**Tâche donnée A**: Recopiez fidèlement le passage cité, depuis «I.S. Pour son» jusqu'à «s’établir, je pense.».

**Passage cité**:

··········

C’est un modèle d’un monde où il y aurait une concurrence zéro, où il n’y aurait pas de production… politiquement c’est tout à fait passionnant de suivre cette pensée, si on la suit jusqu’au bout comme l’a fait Cage dans ses derniers écrits où il conçoit avec une parfaite lucidité les conséquences politiques de sa façon de penser.
Les conséquences politiques, c’est à dire que c’est un monde de pauvreté, de non-emploi assumé, de non-emploi complet, assumé, un monde de pauvreté assumé… ce sont là les conséquences politiques de la pensée de Cage… et je pense de l’approche Thys, si elle pouvait se généraliser dans notre monde culturel. Je pense qu’il faut être conscient de ces conséquences là, il faut aller jusqu’au bout de sa pensée.
I.S. Non emploi vous voulez dire de plus en plus de gens n’ont plus d’emploi et sont pauvres ou…
D.D. Ou personne n’a d’emploi ?
Oui, il faudrait bien sûr voir les modalités d’une telle société… je pense que là aussi c’est de l’utopie parfaite, parce qu’un monde totalement sans production n’est sans doute pas envisageable, donc il faudrait sans doute faire la part des choses, mais cela serait l’ultime conséquence si on voulait vraiment être conséquent en suivant la pensée de Cage.
J’ignore si il faudra que j’en parle à Hervé… je ne sais pas si il a poussé la conséquence jusque là ?
I.S. Pour son compte personnel il adore sa belle voiture… et il roule très vite.
C’est ce qu’il me semblait bien. Donc cela vaut dire que de toutes manières ce stade de la communication écrite, je pense est inévitable à moins de vraiment vouloir bouleverser le monde humain de fond en comble.
Sinon je pense qu’il faut s’accommoder à ce stade de l’écriture et de la communication dans la collectivité d’individus, c’est à dire qu’il y aura de nouveau d’une manière ou d’une autre des hiérarchies qui doivent nécessairement s’établir, je pense.

··········

**Données brutes**:
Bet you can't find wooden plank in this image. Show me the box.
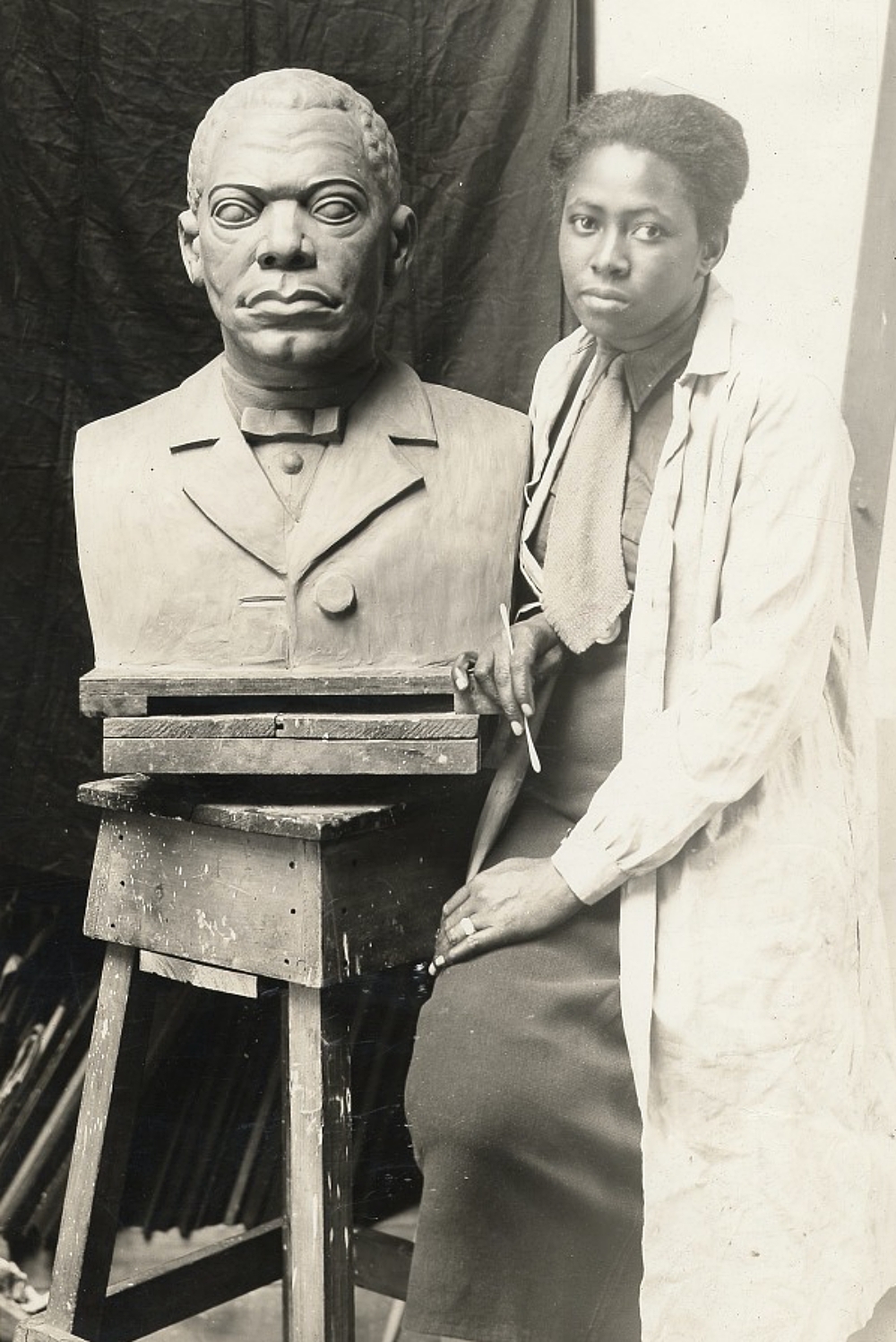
[78,774,407,839]
[60,1220,413,1342]
[103,736,480,777]
[0,1296,28,1342]
[16,1312,79,1342]
[842,0,896,624]
[84,814,322,983]
[103,712,280,741]
[81,666,452,717]
[191,801,408,841]
[103,712,478,741]
[102,1220,283,1342]
[140,951,259,997]
[321,804,470,983]
[283,984,354,1342]
[47,946,151,1338]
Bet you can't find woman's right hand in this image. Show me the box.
[451,615,564,736]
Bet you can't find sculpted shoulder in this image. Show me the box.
[76,358,220,452]
[424,383,530,456]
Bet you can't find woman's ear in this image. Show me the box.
[385,205,418,286]
[699,228,728,275]
[177,210,205,288]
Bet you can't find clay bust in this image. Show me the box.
[75,70,529,671]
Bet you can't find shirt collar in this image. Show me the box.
[168,353,437,451]
[597,283,705,412]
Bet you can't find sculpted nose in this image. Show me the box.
[254,200,315,270]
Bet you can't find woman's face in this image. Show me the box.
[559,145,726,350]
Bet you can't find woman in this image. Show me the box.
[407,90,896,1342]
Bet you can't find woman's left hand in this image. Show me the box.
[432,857,582,973]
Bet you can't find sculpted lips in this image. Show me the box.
[243,285,338,317]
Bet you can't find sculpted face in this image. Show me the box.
[559,145,726,350]
[180,108,416,385]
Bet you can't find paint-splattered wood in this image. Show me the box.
[46,946,151,1338]
[140,951,259,997]
[103,736,480,777]
[78,774,405,839]
[103,712,478,741]
[281,984,354,1342]
[81,666,452,717]
[84,788,465,986]
[36,1218,413,1342]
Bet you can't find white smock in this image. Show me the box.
[523,278,896,1342]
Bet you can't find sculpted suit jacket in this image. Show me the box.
[75,358,530,672]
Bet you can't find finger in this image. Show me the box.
[439,927,502,969]
[442,886,472,926]
[451,652,476,693]
[492,649,523,736]
[510,639,535,718]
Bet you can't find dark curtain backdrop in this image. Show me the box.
[0,0,574,879]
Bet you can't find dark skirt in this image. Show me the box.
[405,796,642,1342]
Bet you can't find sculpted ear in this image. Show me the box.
[385,205,418,285]
[177,210,205,288]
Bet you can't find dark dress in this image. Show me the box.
[405,320,696,1342]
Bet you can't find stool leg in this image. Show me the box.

··········

**Tâche donnée B**: Réécrivez les lignes de données allant de celle qui contient «Bet you can't find sculpted nose» jusqu'à celle qui contient «[243,285,338,317]», ces deux lignes comprises. Ajoutez 39 à chaque coordonnée des réponses et ne changez rien d'autre.

**Solution proposée A**:
I.S. Pour son compte personnel il adore sa belle voiture… et il roule très vite.
C’est ce qu’il me semblait bien. Donc cela vaut dire que de toutes manières ce stade de la communication écrite, je pense est inévitable à moins de vraiment vouloir bouleverser le monde humain de fond en comble.
Sinon je pense qu’il faut s’accommoder à ce stade de l’écriture et de la communication dans la collectivité d’individus, c’est à dire qu’il y aura de nouveau d’une manière ou d’une autre des hiérarchies qui doivent nécessairement s’établir, je pense.

**Solution proposée B**:
Bet you can't find sculpted nose in this image. Show me the box.
[293,239,354,309]
Bet you can't find woman's face in this image. Show me the box.
[598,184,765,389]
Bet you can't find woman in this image. Show me the box.
[446,129,935,1381]
Bet you can't find woman's left hand in this image. Show me the box.
[471,896,621,1012]
Bet you can't find sculpted lips in this image. Show me the box.
[282,324,377,356]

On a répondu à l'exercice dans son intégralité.